Task item: Copy out precisely the line that holds "Task: point out the sugary" and all the lines following it in the data, up to and including the last one, and no others.

Material supplied:
____________________
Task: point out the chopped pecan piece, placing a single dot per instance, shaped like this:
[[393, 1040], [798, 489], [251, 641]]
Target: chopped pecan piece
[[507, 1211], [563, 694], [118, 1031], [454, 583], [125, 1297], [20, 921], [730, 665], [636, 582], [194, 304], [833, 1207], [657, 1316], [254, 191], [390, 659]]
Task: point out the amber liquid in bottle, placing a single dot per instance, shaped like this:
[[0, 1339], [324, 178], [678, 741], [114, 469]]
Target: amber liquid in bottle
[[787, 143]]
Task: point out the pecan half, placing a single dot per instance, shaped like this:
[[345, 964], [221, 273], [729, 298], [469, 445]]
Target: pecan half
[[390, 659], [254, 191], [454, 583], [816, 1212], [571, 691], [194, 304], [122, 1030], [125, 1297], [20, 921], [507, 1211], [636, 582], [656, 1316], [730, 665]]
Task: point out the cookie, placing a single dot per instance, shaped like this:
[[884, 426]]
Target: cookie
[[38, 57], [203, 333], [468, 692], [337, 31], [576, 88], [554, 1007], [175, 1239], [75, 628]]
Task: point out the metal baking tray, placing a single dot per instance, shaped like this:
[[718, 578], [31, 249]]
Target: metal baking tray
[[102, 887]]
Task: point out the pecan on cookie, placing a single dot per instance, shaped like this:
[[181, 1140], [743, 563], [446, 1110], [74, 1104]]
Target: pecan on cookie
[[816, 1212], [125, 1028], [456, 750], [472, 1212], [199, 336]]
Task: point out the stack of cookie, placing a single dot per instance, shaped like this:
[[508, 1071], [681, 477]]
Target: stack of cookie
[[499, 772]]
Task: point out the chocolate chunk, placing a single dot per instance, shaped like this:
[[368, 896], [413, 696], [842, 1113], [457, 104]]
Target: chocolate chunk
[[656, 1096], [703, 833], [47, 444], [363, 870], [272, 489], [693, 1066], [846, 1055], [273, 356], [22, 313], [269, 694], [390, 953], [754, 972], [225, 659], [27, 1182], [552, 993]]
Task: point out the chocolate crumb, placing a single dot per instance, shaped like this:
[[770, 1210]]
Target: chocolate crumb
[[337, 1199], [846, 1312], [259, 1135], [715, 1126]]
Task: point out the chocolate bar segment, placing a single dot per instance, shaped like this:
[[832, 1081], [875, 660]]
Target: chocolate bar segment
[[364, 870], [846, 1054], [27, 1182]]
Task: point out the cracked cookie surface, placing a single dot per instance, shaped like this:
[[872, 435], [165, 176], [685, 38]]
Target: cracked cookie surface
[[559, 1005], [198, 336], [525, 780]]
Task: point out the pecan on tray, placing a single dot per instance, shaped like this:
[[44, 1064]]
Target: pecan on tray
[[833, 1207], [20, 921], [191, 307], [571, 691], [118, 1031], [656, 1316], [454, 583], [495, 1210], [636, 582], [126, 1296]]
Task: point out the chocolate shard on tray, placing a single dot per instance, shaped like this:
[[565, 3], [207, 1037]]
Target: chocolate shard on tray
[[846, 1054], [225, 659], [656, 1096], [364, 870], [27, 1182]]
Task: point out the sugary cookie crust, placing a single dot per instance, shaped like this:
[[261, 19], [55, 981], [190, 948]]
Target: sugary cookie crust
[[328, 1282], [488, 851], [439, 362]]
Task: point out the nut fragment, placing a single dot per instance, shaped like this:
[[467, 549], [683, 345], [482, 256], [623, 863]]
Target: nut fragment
____________________
Your solution:
Task: point out the sugary cookie crust, placing a single dot per instance, shaped like this:
[[261, 19], [55, 981], [190, 948]]
Target: sugary cookie crust
[[328, 1282], [488, 851], [439, 362]]
Task: point out the nut fragment, placing a single dot per instance, shaped like this:
[[467, 549], [683, 345], [482, 256], [623, 863]]
Target: nut fragment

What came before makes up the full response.